**O que se pede**
Reproduza todas as linhas de texto da listagem abaixo, sem omitir nenhuma, mas redimensione as coordenadas das respostas multiplicando-as por 0,55 e arredondando para inteiros, com as metades para cima. Deixe as imagens de fora.

(Registros de anotação de posição)
-*-*-

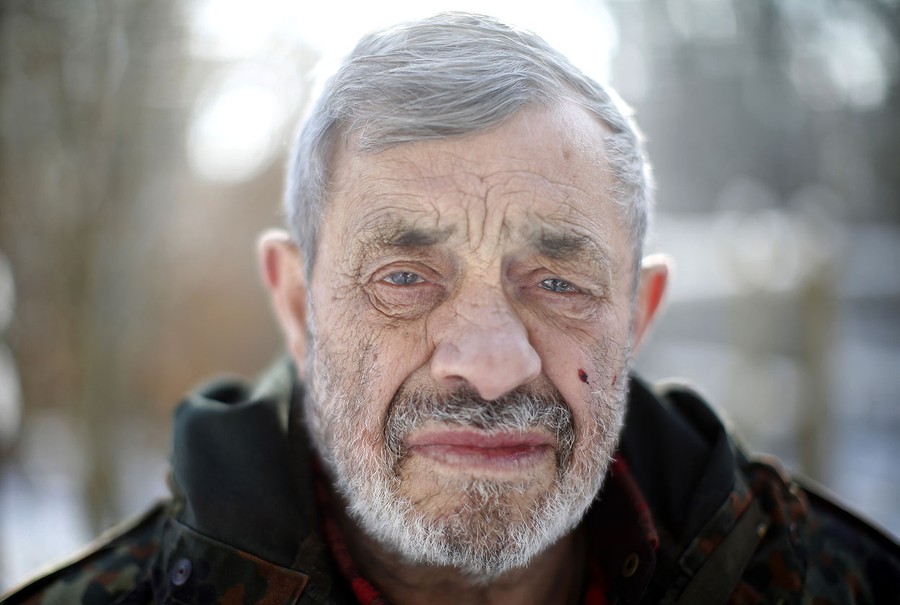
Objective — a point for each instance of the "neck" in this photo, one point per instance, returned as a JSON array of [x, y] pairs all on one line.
[[551, 578]]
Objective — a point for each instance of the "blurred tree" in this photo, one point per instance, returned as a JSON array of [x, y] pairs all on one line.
[[88, 129]]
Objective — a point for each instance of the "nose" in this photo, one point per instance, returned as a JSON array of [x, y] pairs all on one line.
[[486, 347]]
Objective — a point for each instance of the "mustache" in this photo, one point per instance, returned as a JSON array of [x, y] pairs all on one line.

-*-*-

**Resolução da tarefa**
Objective — a point for each instance of the "neck" in this photo, one point per instance, returned as a JSON array of [x, y] pairs all on one line.
[[303, 318]]
Objective — a point for each instance of the "blurred tree" in this photo, one point per instance, returned as a JSON array of [x, y] pairs all on one line.
[[48, 71]]
Objective — a point for each instance of the "nose" in this photo, one point per instance, returned as a JSON array of [x, y] pairs all on one line.
[[267, 191]]
Objective — a point for each instance of the "mustache" in this photo, one point per instance, returned as a JSON array of [x, y] pairs all on one line.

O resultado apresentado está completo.